→ **SUPPLIED TEXT**:

• • •

Research
Compressive Pangenomics using PanMANs
Nature Genetics (Accepted) | GitHub | Wiki | BioRxiv
Scientific motivation:
Genomics is moving from studying a single reference genome to analyzing entire pangenomes, representing thousands of individuals. While scientifically powerful, these datasets are extremely large and challenging to store and process efficiently.
What PanMAN enables:
PanMAN introduces a compact representation of large genomic populations using mutation-annotated network structures that preserve meaningful evolutionary and biological information while dramatically shrinking data size.
Overall contributions:
- Developed a novel data structure and file format to store shared mutational and evolutionary information at scale (millions of genome sequences)
- Enabled storage and analysis of ultra-large genomic datasets by reducing memory and storage requirements by more than 600X compared to common formats.
- Preserved biological interpretability while making large-scale pangenomic studies computationally practical.
Ultrafast & Ultralarge Phylogenetic Tree Construction using DIPPER
Nature Computational Science (Under Review) | GitHub | Wiki | BioRxiv
Scientific motivation:
Phylogenetic trees help scientists understand how species, pathogens, and viral strains evolve. However, traditional tools do not scale well to the millions of genomes now commonly generated in large-scale studies.
What DIPPER enables:
DIPPER is designed to construct very large phylogenetic trees extremely quickly, supporting real-time biological discovery and global-scale genomic surveillance.
Overall contribution of this work:
- Delivered a high-performance GPU-accelerated tool capable of scaling to ultra-large datasets (up to 10 million sequences).
- Introduced memory-efficient strategies (such as divide-and-conquer and on-the-fly distance computation) that allow trees to be built without exceeding the limited GPU capacity.
- Achieved up to 40X speedup while improving memory efficiency by up to 6X over state-of-the-art tools, expanding what is computationally feasible in evolutionary genomics.

• • •

→ **WHAT TO WORK ON**:
• a. According to the research page, by how much does PanMAN reduce memory and storage requirements compared to common formats?
• b. Render this sentence from the research page in Spanish: "Phylogenetic trees help scientists understand how species, pathogens, and viral strains evolve."
• c. Extend the research page on PanMAN and DIPPER, picking up after its final sentence.

• • •

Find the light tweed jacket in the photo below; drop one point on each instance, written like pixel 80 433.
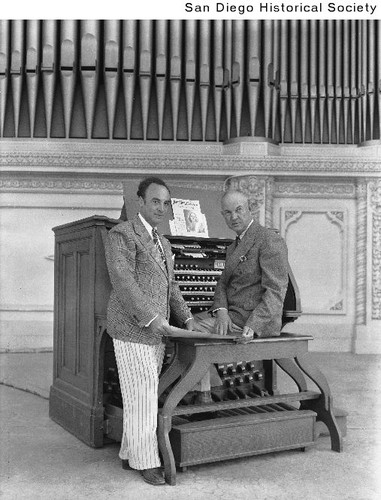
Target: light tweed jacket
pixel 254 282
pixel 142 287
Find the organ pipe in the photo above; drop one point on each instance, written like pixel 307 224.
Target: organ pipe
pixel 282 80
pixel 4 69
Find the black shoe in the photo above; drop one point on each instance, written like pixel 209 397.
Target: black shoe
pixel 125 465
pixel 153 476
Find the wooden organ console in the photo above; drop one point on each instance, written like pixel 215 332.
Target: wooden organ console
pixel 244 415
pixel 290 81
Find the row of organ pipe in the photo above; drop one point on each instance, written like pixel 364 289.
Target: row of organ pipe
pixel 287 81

• • •

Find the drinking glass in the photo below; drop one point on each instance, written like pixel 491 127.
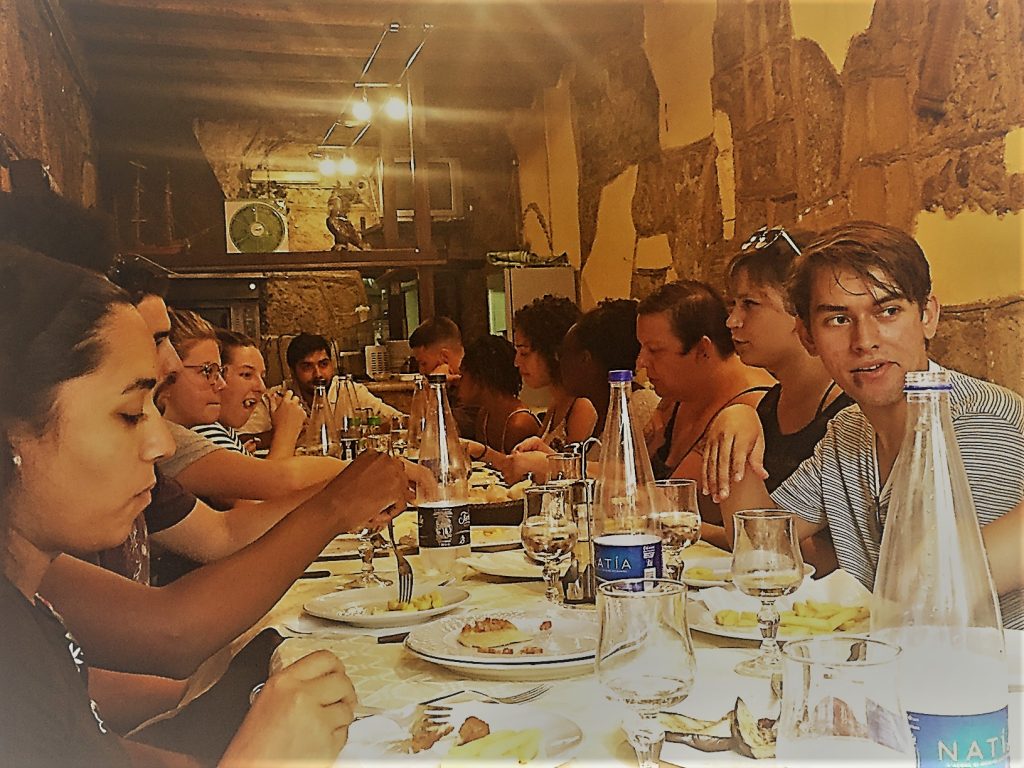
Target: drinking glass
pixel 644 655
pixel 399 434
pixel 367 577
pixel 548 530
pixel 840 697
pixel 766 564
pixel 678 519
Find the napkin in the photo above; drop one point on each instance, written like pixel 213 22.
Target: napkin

• • •

→ **WRITTEN ANSWERS**:
• a. By more than 600X.

• b. Los árboles filogenéticos ayudan a los científicos a comprender cómo evolucionan las especies, los patógenos y las cepas virales.

• c.
Ultrafast & Ultralarge Multiple Sequence Alignment using TWILIGHT
ISMB'25 | Bioinformatics | GitHub | Wiki
Scientific motivation:
Multiple sequence alignment (MSA) is a cornerstone of genomic analysis, but aligning millions of sequences traditionally requires enormous compute time and resources.
What TWILIGHT enables:
TWILIGHT makes it possible to perform massive, high-quality multiple sequence alignments efficiently, supporting applications in evolution, disease tracking, and large-scale biological discovery.
Overall contribution of this work:
- Introduced a heterogeneous CPU–GPU execution pipeline that scales alignment to previously impractical dataset sizes - up to millions of sequences.
- Utilized parallel processing, asynchronous data transfer, and dynamic load balancing to maximize throughput.
- Delivered over 50X speedup while maintaining high alignment accuracy, making large-scale MSA much more practical for real research workflows.
High-Performance Genome Sequence Alignment using TALCO
Scientific motivation:
Genome sequence alignment is fundamental in bioinformatics, yet most approaches struggle to simultaneously achieve high accuracy, high speed, and energy efficiency.
What TALCO enables:
TALCO introduces a tiling-based alignment strategy leveraging the convergence of traceback pointers to deliver highly accurate alignments with exceptional computational efficiency.
Overall contribution of this work:
- Designed a hardware accelerator for TALCO alignment strategy and deployed it on AWS F1 cloud infrastructure.
- Demonstrated approximately 2000X improvement in throughput-per-Watt compared to leading CPU/GPU methods.
- Recognized as an HPCA Best Paper Nominee, underscoring its impact and significance.